Problems and tasks ▸
1) According to the fund news excerpt, on what date did David Adams and John McPherson resign as managers of Pioneer Small Cap Value?
2) Reproduce the portion of the fund news excerpt between "Barclays Files to" and "leaving the company.", inclusive.

Document extract ▸
Barclays Files to Introduce Several New Exchange-Traded Notes
This week, Barclays announced plans to extend its iPath ETN lineup. ETNs trade similarly to exchange-traded funds but are actually debtlike instruments that promise to deliver the returns of an index after 30 years. (Click here to learn more.) Among the proposed new ETNs are several that track commodities indexes--such as AIG's Energy Total Return and Industrial Metals Total Return subindexes--as well as one that tracks the MSCI India Total Return Index.
Pioneer Small Cap Value Loses Two Managers and Two Analysts
Pioneer Small Cap Value managers David Adams and John McPherson resigned on Oct. 31, 2006. In addition, two analysts who worked closely with Adams and McPherson are also leaving the company.
Adams and McPherson's departure is a real loss for shareholders of this small-blend offering. Since Adams became manager in May 2002, the fund delivered an annualized return of 11.2%, which bested its typical rival's 10.5% return. Pioneer has replaced Adams and McPherson with two less proven managers: Peter Wiley, who has a short record as manager of Pioneer Growth Opportunities , and Scott Zilora, a senior analyst and the only remaining member of Pioneer's small-cap equity team.

Supplied material ▸
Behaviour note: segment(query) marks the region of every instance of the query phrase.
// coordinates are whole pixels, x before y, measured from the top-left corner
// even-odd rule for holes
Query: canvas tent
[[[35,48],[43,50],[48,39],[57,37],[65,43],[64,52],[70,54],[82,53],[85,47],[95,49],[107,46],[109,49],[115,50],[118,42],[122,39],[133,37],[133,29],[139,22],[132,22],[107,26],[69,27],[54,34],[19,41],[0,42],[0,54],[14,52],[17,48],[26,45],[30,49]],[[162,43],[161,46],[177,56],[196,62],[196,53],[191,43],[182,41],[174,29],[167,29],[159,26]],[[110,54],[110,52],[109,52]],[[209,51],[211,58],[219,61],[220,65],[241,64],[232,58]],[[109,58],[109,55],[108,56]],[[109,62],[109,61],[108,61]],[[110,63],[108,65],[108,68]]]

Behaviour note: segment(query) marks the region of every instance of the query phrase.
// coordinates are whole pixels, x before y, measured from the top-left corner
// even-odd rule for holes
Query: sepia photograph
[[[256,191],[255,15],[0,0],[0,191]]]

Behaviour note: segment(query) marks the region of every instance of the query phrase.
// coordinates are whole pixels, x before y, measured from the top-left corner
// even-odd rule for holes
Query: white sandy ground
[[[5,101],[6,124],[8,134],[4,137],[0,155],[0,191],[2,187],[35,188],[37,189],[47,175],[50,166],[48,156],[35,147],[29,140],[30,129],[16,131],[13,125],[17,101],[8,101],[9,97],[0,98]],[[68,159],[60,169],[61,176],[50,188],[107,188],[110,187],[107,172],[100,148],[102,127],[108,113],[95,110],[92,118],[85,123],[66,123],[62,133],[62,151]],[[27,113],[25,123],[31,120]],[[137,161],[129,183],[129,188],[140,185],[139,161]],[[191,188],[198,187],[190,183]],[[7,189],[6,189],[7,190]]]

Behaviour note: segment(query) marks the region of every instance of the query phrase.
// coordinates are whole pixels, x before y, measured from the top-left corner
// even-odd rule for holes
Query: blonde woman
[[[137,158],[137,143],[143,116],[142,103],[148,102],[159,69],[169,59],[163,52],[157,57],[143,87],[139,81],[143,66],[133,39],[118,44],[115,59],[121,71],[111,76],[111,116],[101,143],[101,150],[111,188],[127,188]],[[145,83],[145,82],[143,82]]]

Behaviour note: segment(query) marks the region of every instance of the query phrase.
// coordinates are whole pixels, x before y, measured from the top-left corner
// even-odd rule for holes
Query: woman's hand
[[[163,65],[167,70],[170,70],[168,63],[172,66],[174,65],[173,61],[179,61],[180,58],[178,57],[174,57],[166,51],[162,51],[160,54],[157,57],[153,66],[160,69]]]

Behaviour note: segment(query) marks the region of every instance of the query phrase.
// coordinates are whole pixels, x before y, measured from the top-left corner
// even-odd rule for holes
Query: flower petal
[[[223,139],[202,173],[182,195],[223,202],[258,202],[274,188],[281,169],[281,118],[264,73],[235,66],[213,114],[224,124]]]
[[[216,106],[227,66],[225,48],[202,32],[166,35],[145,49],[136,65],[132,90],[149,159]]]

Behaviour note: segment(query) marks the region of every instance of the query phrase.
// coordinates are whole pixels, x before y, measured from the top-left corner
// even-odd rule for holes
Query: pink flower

Problem solutions ▸
1) Oct. 31, 2006

2)
Barclays Files to Introduce Several New Exchange-Traded Notes
This week, Barclays announced plans to extend its iPath ETN lineup. ETNs trade similarly to exchange-traded funds but are actually debtlike instruments that promise to deliver the returns of an index after 30 years. (Click here to learn more.) Among the proposed new ETNs are several that track commodities indexes--such as AIG's Energy Total Return and Industrial Metals Total Return subindexes--as well as one that tracks the MSCI India Total Return Index.
Pioneer Small Cap Value Loses Two Managers and Two Analysts
Pioneer Small Cap Value managers David Adams and John McPherson resigned on Oct. 31, 2006. In addition, two analysts who worked closely with Adams and McPherson are also leaving the company.